**Given request**
Copy, line for line and without any change, the part of the listing that opens with the line containing "Q: For each instance of the three" and runs through the final line of the listing.

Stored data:
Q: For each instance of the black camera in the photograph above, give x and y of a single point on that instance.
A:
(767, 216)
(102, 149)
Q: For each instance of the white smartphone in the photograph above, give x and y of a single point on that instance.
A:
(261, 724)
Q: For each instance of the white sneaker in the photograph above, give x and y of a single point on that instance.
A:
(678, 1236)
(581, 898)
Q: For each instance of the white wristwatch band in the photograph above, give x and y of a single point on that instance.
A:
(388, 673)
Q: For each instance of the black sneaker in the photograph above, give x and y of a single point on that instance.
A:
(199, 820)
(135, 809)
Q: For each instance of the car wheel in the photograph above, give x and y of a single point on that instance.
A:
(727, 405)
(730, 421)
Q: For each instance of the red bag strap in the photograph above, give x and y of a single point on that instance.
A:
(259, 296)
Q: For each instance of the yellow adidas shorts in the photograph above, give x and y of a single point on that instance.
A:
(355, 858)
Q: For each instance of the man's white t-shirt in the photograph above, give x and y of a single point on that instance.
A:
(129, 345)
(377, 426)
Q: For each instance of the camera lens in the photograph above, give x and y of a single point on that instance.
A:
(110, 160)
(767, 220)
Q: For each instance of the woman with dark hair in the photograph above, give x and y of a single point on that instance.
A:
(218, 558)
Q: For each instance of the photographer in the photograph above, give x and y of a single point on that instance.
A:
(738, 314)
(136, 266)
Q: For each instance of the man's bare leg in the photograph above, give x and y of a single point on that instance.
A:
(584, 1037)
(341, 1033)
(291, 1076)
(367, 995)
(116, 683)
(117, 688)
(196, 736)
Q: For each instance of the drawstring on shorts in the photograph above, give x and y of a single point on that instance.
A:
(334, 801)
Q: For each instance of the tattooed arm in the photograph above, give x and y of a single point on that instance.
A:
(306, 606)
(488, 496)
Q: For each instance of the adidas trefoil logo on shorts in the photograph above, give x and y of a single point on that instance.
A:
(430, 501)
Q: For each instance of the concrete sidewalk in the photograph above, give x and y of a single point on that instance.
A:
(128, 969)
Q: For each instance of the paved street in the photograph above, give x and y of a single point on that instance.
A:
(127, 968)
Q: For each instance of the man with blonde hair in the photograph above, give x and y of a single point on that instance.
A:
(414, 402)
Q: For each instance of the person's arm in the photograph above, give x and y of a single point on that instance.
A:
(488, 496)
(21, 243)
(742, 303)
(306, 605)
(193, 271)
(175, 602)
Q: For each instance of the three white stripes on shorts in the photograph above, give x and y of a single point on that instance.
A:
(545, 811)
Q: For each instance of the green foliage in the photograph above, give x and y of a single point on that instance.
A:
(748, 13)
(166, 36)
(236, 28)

**Final answer**
Q: For each instance of the three white stripes on shorts in the photograph above, give x and y of a single point on that instance.
A:
(545, 811)
Q: For each instance of the green foliage in the photograph above, give x and y of a single point on that instance.
A:
(748, 13)
(166, 36)
(236, 28)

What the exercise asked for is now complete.